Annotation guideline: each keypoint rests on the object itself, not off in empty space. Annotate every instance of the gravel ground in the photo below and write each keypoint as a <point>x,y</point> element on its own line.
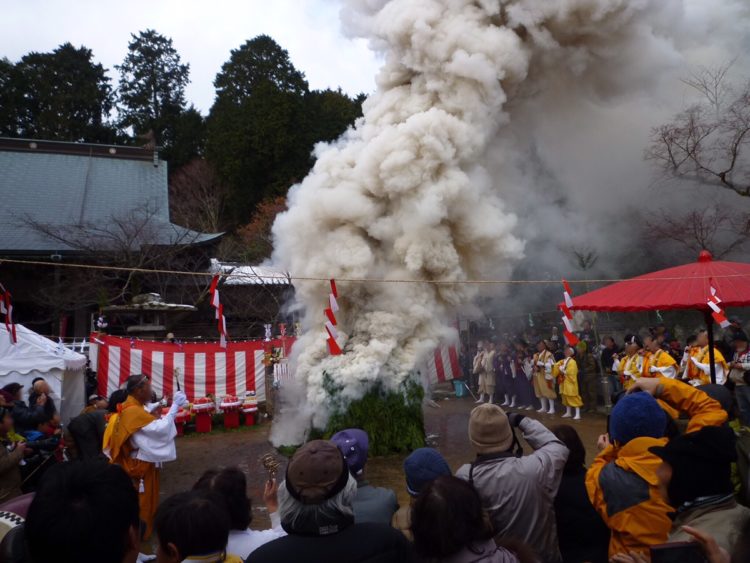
<point>446,427</point>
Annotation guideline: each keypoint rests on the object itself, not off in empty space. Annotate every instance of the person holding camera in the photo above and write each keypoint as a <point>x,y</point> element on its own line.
<point>518,491</point>
<point>739,374</point>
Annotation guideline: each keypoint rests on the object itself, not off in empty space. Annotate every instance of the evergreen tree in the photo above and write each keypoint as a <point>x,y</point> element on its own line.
<point>152,86</point>
<point>265,122</point>
<point>62,95</point>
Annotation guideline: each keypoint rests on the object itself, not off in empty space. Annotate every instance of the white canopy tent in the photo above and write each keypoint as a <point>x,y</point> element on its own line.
<point>36,356</point>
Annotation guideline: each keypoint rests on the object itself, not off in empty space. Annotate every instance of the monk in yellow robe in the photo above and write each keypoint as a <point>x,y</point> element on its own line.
<point>657,362</point>
<point>544,384</point>
<point>702,361</point>
<point>139,442</point>
<point>630,366</point>
<point>566,371</point>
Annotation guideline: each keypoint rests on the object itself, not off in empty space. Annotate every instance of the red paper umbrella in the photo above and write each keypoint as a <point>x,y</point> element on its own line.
<point>683,287</point>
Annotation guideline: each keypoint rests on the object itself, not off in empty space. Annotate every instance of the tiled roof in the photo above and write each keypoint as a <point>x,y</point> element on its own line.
<point>81,192</point>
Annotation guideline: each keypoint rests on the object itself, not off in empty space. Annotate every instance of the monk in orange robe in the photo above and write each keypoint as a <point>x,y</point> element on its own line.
<point>139,442</point>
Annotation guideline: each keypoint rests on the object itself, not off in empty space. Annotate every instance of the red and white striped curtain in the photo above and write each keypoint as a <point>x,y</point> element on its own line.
<point>443,365</point>
<point>203,368</point>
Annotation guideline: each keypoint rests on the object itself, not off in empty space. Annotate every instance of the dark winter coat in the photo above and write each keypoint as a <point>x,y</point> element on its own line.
<point>360,543</point>
<point>26,418</point>
<point>582,534</point>
<point>87,430</point>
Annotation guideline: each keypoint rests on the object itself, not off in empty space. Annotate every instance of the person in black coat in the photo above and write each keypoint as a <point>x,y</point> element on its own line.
<point>41,394</point>
<point>581,532</point>
<point>25,417</point>
<point>315,506</point>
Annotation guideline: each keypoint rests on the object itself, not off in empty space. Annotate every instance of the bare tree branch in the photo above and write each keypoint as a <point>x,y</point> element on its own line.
<point>713,228</point>
<point>708,143</point>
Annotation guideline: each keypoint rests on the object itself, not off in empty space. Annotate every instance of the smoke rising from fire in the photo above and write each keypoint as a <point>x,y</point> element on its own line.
<point>448,171</point>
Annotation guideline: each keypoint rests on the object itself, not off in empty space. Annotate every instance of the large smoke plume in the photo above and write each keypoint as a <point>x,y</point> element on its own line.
<point>435,182</point>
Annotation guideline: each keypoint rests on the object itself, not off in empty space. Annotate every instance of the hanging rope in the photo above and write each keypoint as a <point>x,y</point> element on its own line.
<point>292,278</point>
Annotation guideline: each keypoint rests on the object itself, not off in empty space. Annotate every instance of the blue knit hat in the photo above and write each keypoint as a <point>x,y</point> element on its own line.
<point>637,416</point>
<point>423,466</point>
<point>354,445</point>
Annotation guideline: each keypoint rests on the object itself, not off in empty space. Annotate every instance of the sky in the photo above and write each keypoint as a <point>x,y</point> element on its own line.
<point>204,33</point>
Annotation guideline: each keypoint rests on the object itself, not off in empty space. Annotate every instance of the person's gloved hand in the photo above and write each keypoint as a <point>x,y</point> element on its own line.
<point>515,419</point>
<point>180,399</point>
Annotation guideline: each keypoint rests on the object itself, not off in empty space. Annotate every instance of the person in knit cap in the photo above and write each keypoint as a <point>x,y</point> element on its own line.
<point>696,479</point>
<point>450,526</point>
<point>622,483</point>
<point>517,491</point>
<point>316,509</point>
<point>372,504</point>
<point>421,467</point>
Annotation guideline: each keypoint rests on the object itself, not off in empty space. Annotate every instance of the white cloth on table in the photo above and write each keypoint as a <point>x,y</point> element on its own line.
<point>243,542</point>
<point>154,442</point>
<point>721,377</point>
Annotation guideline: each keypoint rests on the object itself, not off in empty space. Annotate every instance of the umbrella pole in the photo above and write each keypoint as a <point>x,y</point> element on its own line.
<point>711,358</point>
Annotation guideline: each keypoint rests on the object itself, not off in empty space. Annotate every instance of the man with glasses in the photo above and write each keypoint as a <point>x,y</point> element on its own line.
<point>140,443</point>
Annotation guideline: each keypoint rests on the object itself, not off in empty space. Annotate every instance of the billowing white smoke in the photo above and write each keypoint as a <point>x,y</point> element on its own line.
<point>407,195</point>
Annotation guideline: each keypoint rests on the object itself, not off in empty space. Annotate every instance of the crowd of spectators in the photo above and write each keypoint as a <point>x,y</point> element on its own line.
<point>663,486</point>
<point>663,477</point>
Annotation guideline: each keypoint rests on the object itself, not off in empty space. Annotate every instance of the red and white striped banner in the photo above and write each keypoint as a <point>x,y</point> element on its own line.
<point>6,311</point>
<point>333,347</point>
<point>567,317</point>
<point>443,365</point>
<point>216,304</point>
<point>203,368</point>
<point>716,311</point>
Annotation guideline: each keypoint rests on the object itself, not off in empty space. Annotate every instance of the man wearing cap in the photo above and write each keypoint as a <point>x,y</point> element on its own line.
<point>41,394</point>
<point>316,509</point>
<point>25,417</point>
<point>738,374</point>
<point>372,504</point>
<point>621,482</point>
<point>421,467</point>
<point>657,362</point>
<point>95,403</point>
<point>696,479</point>
<point>517,492</point>
<point>702,360</point>
<point>544,384</point>
<point>140,443</point>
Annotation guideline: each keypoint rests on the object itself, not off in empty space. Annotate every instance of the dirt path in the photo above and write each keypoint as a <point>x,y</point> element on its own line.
<point>446,426</point>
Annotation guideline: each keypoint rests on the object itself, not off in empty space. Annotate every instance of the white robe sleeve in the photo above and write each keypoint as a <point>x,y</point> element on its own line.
<point>669,371</point>
<point>721,377</point>
<point>155,441</point>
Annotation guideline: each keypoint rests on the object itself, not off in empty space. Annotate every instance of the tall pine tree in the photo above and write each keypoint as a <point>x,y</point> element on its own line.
<point>265,122</point>
<point>62,95</point>
<point>152,86</point>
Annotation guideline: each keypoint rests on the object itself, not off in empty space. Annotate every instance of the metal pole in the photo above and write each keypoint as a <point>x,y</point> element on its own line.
<point>710,330</point>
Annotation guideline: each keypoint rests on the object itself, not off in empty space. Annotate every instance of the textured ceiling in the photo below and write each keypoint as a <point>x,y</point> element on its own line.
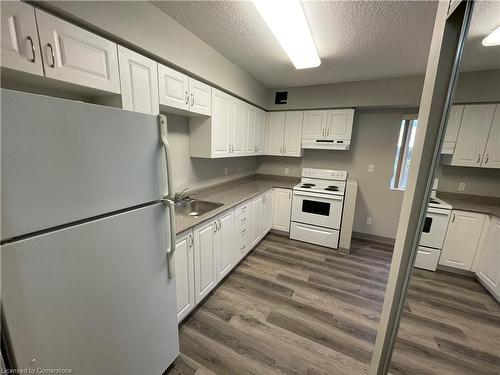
<point>356,40</point>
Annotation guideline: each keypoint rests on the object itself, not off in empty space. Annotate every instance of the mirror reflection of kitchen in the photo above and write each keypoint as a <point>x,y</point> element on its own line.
<point>451,321</point>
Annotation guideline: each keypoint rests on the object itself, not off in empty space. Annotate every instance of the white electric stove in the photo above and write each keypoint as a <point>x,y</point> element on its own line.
<point>317,206</point>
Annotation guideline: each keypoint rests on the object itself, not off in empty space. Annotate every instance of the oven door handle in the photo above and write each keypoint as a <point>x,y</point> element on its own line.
<point>317,195</point>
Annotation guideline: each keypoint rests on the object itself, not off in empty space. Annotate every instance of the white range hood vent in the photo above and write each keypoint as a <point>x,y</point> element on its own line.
<point>326,144</point>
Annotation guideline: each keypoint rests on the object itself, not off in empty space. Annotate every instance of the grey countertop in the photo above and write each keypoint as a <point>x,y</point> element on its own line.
<point>231,194</point>
<point>475,203</point>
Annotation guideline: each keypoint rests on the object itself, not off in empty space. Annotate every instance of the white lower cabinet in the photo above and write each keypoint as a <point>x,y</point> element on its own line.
<point>205,259</point>
<point>462,239</point>
<point>488,265</point>
<point>282,209</point>
<point>184,274</point>
<point>224,244</point>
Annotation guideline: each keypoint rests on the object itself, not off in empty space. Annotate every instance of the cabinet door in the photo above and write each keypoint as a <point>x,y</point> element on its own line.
<point>257,225</point>
<point>184,274</point>
<point>74,55</point>
<point>267,213</point>
<point>222,115</point>
<point>262,131</point>
<point>293,133</point>
<point>237,136</point>
<point>139,82</point>
<point>488,269</point>
<point>173,88</point>
<point>275,133</point>
<point>250,120</point>
<point>492,153</point>
<point>282,209</point>
<point>205,259</point>
<point>452,127</point>
<point>200,97</point>
<point>314,125</point>
<point>20,46</point>
<point>473,134</point>
<point>339,124</point>
<point>225,244</point>
<point>462,239</point>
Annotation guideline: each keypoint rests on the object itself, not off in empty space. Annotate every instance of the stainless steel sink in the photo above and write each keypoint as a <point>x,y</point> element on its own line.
<point>195,207</point>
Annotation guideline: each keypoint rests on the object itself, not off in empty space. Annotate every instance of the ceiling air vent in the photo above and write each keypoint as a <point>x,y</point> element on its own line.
<point>281,97</point>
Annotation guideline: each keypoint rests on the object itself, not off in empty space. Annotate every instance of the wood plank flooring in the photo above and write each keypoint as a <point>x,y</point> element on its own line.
<point>296,308</point>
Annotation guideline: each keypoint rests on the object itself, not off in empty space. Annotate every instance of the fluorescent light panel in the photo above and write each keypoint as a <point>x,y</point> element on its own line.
<point>288,23</point>
<point>493,39</point>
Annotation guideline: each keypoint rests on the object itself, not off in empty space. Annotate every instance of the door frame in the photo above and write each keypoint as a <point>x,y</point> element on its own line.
<point>445,54</point>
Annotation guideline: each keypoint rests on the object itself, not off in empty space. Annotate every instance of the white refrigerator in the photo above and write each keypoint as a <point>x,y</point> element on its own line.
<point>86,238</point>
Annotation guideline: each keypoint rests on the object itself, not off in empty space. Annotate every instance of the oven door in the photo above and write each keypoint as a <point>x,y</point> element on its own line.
<point>317,209</point>
<point>435,227</point>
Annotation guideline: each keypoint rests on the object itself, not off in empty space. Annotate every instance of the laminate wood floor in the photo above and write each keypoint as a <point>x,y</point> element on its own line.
<point>296,308</point>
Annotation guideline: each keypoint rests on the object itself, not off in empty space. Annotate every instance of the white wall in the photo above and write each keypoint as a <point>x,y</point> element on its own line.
<point>142,25</point>
<point>374,138</point>
<point>193,172</point>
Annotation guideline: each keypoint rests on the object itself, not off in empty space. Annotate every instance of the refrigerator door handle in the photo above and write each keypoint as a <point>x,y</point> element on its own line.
<point>166,147</point>
<point>170,252</point>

----

*Activity*: Exactly the lines from the one containing "the white refrigerator" through the end of the records above should be returned, with both ends kept.

*Response to this task*:
Annotation guideline: each keypoint rests on the object itself, not off in empty space. Annotate every instance of the white refrigerator in the photo above and write each keypoint as a <point>x,y</point> element on its own line.
<point>86,238</point>
Annotation guideline: each keypoint rests on the object itself, not off in empty space. Annotate every instance of the oven door in the photo above and write each keypoint as a <point>x,y</point> element on its own line.
<point>317,209</point>
<point>435,227</point>
Annotation guideline: each keypoint rests on the object itself, not off in empty space. Annotate every instance of the laminate wood floor in the photo above and write each keypoint as a <point>x,y</point> element on its own line.
<point>296,308</point>
Annotation guideline: each keypoint rests on the object itself, not off in empty space. Annotate every instance of the white wall in the photo above and write each keypoint as a <point>x,y</point> element on its own line.
<point>142,25</point>
<point>374,138</point>
<point>193,172</point>
Annotation guideline: each keypoint rests on the object itself, not off in empty space. Annotate every instance of the refrigerator door handle in the photo above and write each keypoint as a <point>x,y</point> element on its own line.
<point>166,147</point>
<point>170,252</point>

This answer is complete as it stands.